→ RECORD SET:
---------------

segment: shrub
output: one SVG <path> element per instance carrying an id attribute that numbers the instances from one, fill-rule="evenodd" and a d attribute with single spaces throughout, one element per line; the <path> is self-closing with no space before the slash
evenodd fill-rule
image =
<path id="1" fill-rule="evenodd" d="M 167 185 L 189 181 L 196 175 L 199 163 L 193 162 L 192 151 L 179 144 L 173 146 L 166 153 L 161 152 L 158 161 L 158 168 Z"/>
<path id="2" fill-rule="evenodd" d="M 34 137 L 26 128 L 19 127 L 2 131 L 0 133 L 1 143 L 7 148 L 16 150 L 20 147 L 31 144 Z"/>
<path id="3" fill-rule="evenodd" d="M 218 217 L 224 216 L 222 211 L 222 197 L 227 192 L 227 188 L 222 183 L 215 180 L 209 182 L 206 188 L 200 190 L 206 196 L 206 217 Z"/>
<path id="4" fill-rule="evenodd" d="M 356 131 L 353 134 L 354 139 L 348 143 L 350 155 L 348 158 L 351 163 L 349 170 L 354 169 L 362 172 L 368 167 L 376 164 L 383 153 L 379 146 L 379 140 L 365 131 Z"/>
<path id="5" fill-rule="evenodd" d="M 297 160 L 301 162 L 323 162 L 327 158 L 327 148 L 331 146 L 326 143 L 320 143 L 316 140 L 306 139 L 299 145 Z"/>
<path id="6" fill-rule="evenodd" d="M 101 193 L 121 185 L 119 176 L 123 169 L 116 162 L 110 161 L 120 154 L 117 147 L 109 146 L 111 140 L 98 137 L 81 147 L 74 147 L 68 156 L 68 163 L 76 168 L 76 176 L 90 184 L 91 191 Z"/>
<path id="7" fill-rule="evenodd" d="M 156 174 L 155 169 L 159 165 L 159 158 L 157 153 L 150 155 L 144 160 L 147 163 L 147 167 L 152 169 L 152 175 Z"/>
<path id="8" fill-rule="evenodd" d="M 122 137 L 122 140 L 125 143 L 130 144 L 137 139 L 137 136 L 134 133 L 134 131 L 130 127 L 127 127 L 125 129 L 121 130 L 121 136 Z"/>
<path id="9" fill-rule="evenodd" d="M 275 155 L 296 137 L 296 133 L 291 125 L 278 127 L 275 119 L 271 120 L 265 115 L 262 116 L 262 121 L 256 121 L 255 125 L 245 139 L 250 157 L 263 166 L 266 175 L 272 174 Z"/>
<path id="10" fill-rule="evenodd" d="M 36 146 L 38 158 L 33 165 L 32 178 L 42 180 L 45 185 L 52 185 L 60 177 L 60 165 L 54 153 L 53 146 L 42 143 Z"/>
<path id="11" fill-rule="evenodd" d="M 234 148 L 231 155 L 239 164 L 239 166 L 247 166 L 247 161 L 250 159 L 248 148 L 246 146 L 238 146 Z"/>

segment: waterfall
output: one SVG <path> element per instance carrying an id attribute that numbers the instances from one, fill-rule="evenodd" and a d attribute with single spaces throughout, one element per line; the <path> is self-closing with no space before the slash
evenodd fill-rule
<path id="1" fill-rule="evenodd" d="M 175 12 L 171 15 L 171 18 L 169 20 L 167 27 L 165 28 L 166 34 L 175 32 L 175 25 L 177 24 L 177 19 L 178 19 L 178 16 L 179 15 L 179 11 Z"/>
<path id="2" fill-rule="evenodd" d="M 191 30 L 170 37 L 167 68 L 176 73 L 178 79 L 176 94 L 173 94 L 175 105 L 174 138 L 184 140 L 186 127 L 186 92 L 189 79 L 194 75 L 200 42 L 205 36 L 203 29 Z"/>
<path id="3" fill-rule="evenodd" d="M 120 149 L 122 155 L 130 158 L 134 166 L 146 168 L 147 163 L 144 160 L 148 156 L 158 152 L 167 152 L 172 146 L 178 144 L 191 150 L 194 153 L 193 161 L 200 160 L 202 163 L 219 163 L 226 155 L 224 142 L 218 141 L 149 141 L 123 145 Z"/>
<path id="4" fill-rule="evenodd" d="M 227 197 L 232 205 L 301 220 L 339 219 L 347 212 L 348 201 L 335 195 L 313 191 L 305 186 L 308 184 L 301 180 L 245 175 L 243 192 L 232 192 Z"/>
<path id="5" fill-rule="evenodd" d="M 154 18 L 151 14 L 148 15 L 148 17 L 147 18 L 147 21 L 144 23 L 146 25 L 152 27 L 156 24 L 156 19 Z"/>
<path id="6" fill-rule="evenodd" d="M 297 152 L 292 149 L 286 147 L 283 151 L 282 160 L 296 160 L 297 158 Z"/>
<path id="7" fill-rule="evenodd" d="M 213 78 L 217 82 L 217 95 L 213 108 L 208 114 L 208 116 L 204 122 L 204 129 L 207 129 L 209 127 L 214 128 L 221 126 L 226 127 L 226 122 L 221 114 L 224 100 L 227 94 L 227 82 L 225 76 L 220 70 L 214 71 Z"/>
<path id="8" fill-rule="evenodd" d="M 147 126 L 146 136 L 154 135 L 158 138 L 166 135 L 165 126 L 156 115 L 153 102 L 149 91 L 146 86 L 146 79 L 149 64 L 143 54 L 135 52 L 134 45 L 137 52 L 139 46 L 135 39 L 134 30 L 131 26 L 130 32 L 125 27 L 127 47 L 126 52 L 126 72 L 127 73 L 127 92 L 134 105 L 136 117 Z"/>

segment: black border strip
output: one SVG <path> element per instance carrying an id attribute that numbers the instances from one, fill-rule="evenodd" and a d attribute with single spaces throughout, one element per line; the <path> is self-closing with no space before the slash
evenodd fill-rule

---------------

→ TASK INSTRUCTIONS: Rewrite all of the data above with "self-closing" replaced by "self-terminating" everywhere it occurs. Leave everything else unchanged.

→ TASK OUTPUT:
segment: shrub
output: one SVG <path> element per instance carrying an id attribute that numbers the instances from one, fill-rule="evenodd" and a d attribute with single spaces throughout, one element per line; the <path> is self-terminating with no space before the slash
evenodd fill-rule
image =
<path id="1" fill-rule="evenodd" d="M 167 185 L 189 181 L 196 175 L 199 163 L 193 162 L 192 151 L 179 144 L 173 146 L 166 153 L 161 152 L 158 161 L 158 168 Z"/>
<path id="2" fill-rule="evenodd" d="M 34 137 L 26 128 L 19 127 L 2 131 L 0 133 L 1 143 L 7 148 L 16 150 L 20 147 L 31 144 Z"/>
<path id="3" fill-rule="evenodd" d="M 218 217 L 224 216 L 222 211 L 222 197 L 227 192 L 227 188 L 222 183 L 215 180 L 209 182 L 206 188 L 200 190 L 206 196 L 206 217 Z"/>
<path id="4" fill-rule="evenodd" d="M 356 131 L 353 134 L 354 139 L 348 143 L 350 155 L 348 158 L 351 163 L 349 170 L 354 169 L 362 172 L 368 167 L 376 164 L 383 153 L 379 146 L 379 140 L 365 131 Z"/>
<path id="5" fill-rule="evenodd" d="M 297 160 L 301 162 L 323 162 L 327 158 L 327 148 L 331 146 L 326 143 L 320 143 L 316 140 L 306 139 L 299 145 Z"/>
<path id="6" fill-rule="evenodd" d="M 101 193 L 121 185 L 119 176 L 123 169 L 116 162 L 110 161 L 120 154 L 117 147 L 109 146 L 111 140 L 98 137 L 81 147 L 74 147 L 68 156 L 68 163 L 76 168 L 76 176 L 90 184 L 91 191 Z"/>
<path id="7" fill-rule="evenodd" d="M 156 174 L 155 169 L 159 165 L 159 158 L 157 153 L 150 155 L 144 160 L 147 163 L 147 167 L 152 169 L 152 175 Z"/>
<path id="8" fill-rule="evenodd" d="M 122 137 L 122 140 L 125 143 L 130 144 L 137 139 L 137 136 L 134 133 L 134 131 L 130 127 L 127 127 L 125 129 L 121 130 L 121 136 Z"/>
<path id="9" fill-rule="evenodd" d="M 275 155 L 296 137 L 296 133 L 291 125 L 278 127 L 275 119 L 271 120 L 265 115 L 262 116 L 262 121 L 256 121 L 255 125 L 245 139 L 250 157 L 263 166 L 266 175 L 272 174 Z"/>
<path id="10" fill-rule="evenodd" d="M 36 146 L 38 158 L 33 165 L 32 178 L 42 180 L 45 185 L 52 185 L 60 177 L 60 165 L 54 153 L 53 146 L 42 143 Z"/>
<path id="11" fill-rule="evenodd" d="M 234 148 L 231 155 L 239 164 L 239 166 L 247 166 L 247 161 L 250 159 L 248 148 L 246 146 L 238 146 Z"/>

segment: waterfall
output: one SVG <path> element per instance carrying an id attribute that numbers the instances from one, fill-rule="evenodd" and a d attribute with single spaces throughout, one element per line; the <path> is self-terminating with no space before the slash
evenodd fill-rule
<path id="1" fill-rule="evenodd" d="M 175 12 L 171 15 L 171 18 L 169 20 L 167 27 L 165 28 L 166 34 L 175 32 L 175 25 L 177 24 L 177 19 L 178 19 L 178 16 L 179 15 L 179 11 Z"/>
<path id="2" fill-rule="evenodd" d="M 191 30 L 170 37 L 167 68 L 176 73 L 178 79 L 176 94 L 173 94 L 175 105 L 174 138 L 184 140 L 186 127 L 186 92 L 189 79 L 194 75 L 200 42 L 205 36 L 203 29 Z"/>
<path id="3" fill-rule="evenodd" d="M 120 149 L 122 155 L 130 158 L 134 166 L 146 168 L 147 163 L 144 160 L 148 156 L 158 152 L 167 152 L 172 146 L 178 144 L 191 150 L 194 153 L 193 161 L 200 160 L 202 163 L 219 163 L 226 155 L 224 142 L 218 141 L 149 141 L 123 145 Z"/>
<path id="4" fill-rule="evenodd" d="M 227 197 L 232 205 L 301 220 L 339 219 L 347 212 L 348 201 L 335 195 L 313 191 L 305 186 L 308 184 L 301 180 L 245 175 L 243 192 L 232 192 Z"/>
<path id="5" fill-rule="evenodd" d="M 154 18 L 151 14 L 148 15 L 148 17 L 147 18 L 147 21 L 144 23 L 146 25 L 152 27 L 156 24 L 156 19 Z"/>
<path id="6" fill-rule="evenodd" d="M 297 152 L 292 149 L 286 147 L 283 151 L 282 160 L 296 160 L 297 158 Z"/>
<path id="7" fill-rule="evenodd" d="M 213 78 L 217 82 L 217 95 L 213 108 L 208 114 L 208 116 L 204 122 L 204 129 L 207 129 L 209 127 L 214 128 L 221 126 L 226 127 L 226 122 L 221 114 L 224 100 L 227 94 L 227 82 L 225 76 L 220 70 L 214 71 Z"/>
<path id="8" fill-rule="evenodd" d="M 147 126 L 146 136 L 154 135 L 158 138 L 166 135 L 165 126 L 156 115 L 153 102 L 149 91 L 146 86 L 146 79 L 149 64 L 143 54 L 135 52 L 134 45 L 137 52 L 139 46 L 135 39 L 134 30 L 131 26 L 130 32 L 125 27 L 127 47 L 126 52 L 126 72 L 127 73 L 127 92 L 134 105 L 136 117 Z"/>

segment: black border strip
output: one SVG <path> element per instance carrying an id attribute that numbers the instances from one, fill-rule="evenodd" and a d attribute with single spaces throughout, one element per line; the <path> is self-terminating with no space before the slash
evenodd fill-rule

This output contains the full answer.